▶ **EXCERPTED RECORDS**:

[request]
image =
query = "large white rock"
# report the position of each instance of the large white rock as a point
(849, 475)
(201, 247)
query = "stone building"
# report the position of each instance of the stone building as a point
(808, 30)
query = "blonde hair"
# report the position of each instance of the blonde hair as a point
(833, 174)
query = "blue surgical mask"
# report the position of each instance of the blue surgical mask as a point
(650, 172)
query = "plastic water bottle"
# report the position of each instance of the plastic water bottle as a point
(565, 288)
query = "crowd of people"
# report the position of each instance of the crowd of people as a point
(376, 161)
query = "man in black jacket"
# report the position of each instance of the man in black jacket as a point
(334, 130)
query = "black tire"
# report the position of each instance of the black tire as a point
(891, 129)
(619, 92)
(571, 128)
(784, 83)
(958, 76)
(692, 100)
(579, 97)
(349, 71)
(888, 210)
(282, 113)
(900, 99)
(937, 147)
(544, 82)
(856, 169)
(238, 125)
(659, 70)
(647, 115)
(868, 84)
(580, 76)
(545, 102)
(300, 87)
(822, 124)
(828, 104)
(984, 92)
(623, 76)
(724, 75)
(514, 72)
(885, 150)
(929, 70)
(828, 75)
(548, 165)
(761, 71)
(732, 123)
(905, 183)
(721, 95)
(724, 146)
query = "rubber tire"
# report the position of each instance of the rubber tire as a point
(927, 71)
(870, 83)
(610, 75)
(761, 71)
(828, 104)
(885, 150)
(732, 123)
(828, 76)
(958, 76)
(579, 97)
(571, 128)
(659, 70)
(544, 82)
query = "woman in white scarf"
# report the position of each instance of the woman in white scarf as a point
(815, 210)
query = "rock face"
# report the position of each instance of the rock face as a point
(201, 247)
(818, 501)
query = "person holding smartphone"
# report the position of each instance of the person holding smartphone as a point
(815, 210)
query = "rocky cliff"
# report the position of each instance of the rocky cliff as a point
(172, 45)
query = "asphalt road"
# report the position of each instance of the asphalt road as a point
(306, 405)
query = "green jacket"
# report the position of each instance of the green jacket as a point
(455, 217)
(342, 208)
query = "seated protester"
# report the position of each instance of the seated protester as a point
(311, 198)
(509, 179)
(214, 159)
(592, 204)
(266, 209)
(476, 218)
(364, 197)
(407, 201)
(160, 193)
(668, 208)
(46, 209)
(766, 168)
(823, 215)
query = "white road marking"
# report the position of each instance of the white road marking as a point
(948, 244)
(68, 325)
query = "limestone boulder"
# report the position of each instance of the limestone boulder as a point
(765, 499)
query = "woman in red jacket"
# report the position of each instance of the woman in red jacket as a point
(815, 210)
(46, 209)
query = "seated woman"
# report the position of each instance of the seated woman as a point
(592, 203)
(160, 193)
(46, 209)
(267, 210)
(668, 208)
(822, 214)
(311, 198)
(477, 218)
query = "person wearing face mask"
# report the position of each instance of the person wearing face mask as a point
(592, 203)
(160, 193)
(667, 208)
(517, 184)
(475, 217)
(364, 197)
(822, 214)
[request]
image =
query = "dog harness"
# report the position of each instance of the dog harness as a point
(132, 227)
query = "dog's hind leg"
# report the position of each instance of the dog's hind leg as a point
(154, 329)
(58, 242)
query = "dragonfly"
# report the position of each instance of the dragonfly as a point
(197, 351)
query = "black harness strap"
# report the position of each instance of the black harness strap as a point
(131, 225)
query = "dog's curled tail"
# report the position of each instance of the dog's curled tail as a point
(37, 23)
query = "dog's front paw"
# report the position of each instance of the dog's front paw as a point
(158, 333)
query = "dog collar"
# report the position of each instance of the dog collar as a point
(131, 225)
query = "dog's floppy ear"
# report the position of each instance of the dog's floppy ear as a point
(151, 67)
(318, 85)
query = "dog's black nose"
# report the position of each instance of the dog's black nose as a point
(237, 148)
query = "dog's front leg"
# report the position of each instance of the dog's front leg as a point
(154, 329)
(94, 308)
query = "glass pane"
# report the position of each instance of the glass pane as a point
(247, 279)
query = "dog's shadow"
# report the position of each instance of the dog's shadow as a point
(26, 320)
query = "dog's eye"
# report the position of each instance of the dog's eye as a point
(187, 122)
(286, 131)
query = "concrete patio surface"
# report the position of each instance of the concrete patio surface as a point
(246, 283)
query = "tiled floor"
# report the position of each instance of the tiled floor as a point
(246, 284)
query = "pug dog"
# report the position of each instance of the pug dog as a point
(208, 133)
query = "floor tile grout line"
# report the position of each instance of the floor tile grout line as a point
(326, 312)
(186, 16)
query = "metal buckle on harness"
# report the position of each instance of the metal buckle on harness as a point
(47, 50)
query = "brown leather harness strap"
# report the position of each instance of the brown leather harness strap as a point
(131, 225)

▶ **TO BE DONE**: Print the records above exactly as they appear.

▶ **EXERCISE ANSWER**:
[request]
image =
query = "large white rock"
# report the position of each instance of the large white rock as a point
(849, 475)
(201, 247)
query = "stone building"
# report the position of each instance of the stone building as a point
(808, 30)
query = "blonde hair"
# report the position of each instance of the blonde hair as a point
(833, 174)
query = "blue surgical mask"
# report the position of each instance of the blue surgical mask as a point
(650, 172)
query = "plastic water bottle"
# report the position of each instance of the plastic water bottle as a point
(565, 288)
query = "crowd of people"
# report the position of each instance of the crowd of people as a point
(376, 161)
query = "man in black jacket"
# report the position of each instance of the man in black jacket as a point
(334, 130)
query = "black tire"
# report the position of each instance of the black tire as a point
(891, 129)
(619, 92)
(571, 128)
(784, 83)
(958, 76)
(692, 100)
(579, 97)
(349, 71)
(888, 210)
(282, 113)
(900, 99)
(937, 147)
(544, 82)
(856, 169)
(238, 125)
(659, 70)
(647, 115)
(868, 84)
(580, 76)
(545, 102)
(300, 87)
(822, 124)
(828, 104)
(984, 92)
(623, 76)
(724, 75)
(514, 72)
(885, 150)
(929, 70)
(828, 75)
(548, 165)
(761, 71)
(732, 123)
(905, 183)
(721, 95)
(724, 146)
query = "rubber tire"
# report the position of each instance of the rubber tire as a point
(927, 71)
(870, 83)
(610, 75)
(761, 71)
(828, 104)
(885, 150)
(732, 123)
(828, 76)
(958, 76)
(579, 97)
(571, 128)
(659, 70)
(544, 82)
query = "woman in white scarf"
# report the position of each instance of the woman in white scarf as a point
(815, 210)
query = "rock face"
# report the position of each instance of the rock face as a point
(201, 247)
(818, 501)
query = "person holding smartphone"
# report the position of each instance of the person holding smartphone as a point
(815, 210)
query = "rocky cliff"
# report the position of each instance of the rocky cliff as a point
(172, 45)
query = "asphalt road"
# report the position of each instance of the asphalt road as a point
(306, 405)
query = "green jacket"
# report the position of each instance of the green jacket as a point
(455, 217)
(342, 208)
query = "seated protester"
# report the position of each instance of the seated protester as a point
(311, 198)
(509, 179)
(214, 159)
(592, 204)
(266, 209)
(476, 218)
(364, 197)
(407, 201)
(160, 193)
(668, 208)
(46, 209)
(766, 168)
(823, 215)
query = "white road marking"
# report the position of each instance of the white road marking as a point
(948, 244)
(68, 325)
query = "limestone boulder"
# report the position of each instance of the limestone boulder as a point
(765, 499)
query = "woman in red jacket"
# report the position of each instance of the woman in red jacket as a point
(815, 210)
(46, 209)
query = "seated woman"
# report the position of each instance of the seated woman as a point
(592, 203)
(160, 193)
(46, 209)
(267, 210)
(668, 208)
(822, 214)
(311, 198)
(477, 218)
query = "person wearing face mask"
# report the position of each instance of the person wearing face mask as a point
(592, 203)
(160, 193)
(667, 208)
(517, 184)
(475, 217)
(364, 197)
(822, 214)
[request]
image =
query = "dog harness"
# report the position of each instance of the dog harness as a point
(132, 227)
query = "dog's hind leg"
# report the position of each instance of the dog's hind leg as a point
(154, 329)
(58, 242)
query = "dragonfly"
# report the position of each instance of the dragonfly as a point
(197, 351)
query = "black harness strap"
# report the position of each instance of the black harness strap as a point
(131, 225)
query = "dog's curled tail"
# report the position of each instance of the dog's curled tail as a point
(37, 23)
query = "dog's front paw"
# report the position of each instance of the dog's front paw as a point
(158, 333)
query = "dog collar"
# report the position of each instance of the dog collar as a point
(131, 225)
query = "dog's floppy ear"
# report the position of each instance of the dog's floppy ear as a point
(151, 67)
(318, 85)
query = "dog's black nose"
# report the position of each instance of the dog's black nose as a point
(237, 148)
query = "dog's front leg"
# report the position of each instance of the dog's front leg as a point
(154, 329)
(94, 308)
query = "glass pane"
# report the position of each instance of the glass pane as a point
(247, 279)
query = "dog's shadow"
# report the position of each instance of the dog's shadow as a point
(26, 320)
query = "dog's eye"
# report the position of each instance of the dog's eye as a point
(187, 122)
(286, 131)
query = "concrete patio surface"
# report the position of each instance of the concrete patio surface as a point
(246, 283)
query = "tiled floor"
# report the position of each instance of the tiled floor as a point
(246, 284)
query = "pug dog"
# report the position of each instance of the pug dog as a point
(208, 133)
query = "floor tile grout line"
# report the position of each instance of the floor tile grout line as a point
(326, 312)
(186, 16)
query = "metal buckle on harness"
# report the position of each instance of the metal buckle on harness as a point
(47, 50)
query = "brown leather harness strap"
# report the position of each instance of the brown leather harness strap as a point
(131, 225)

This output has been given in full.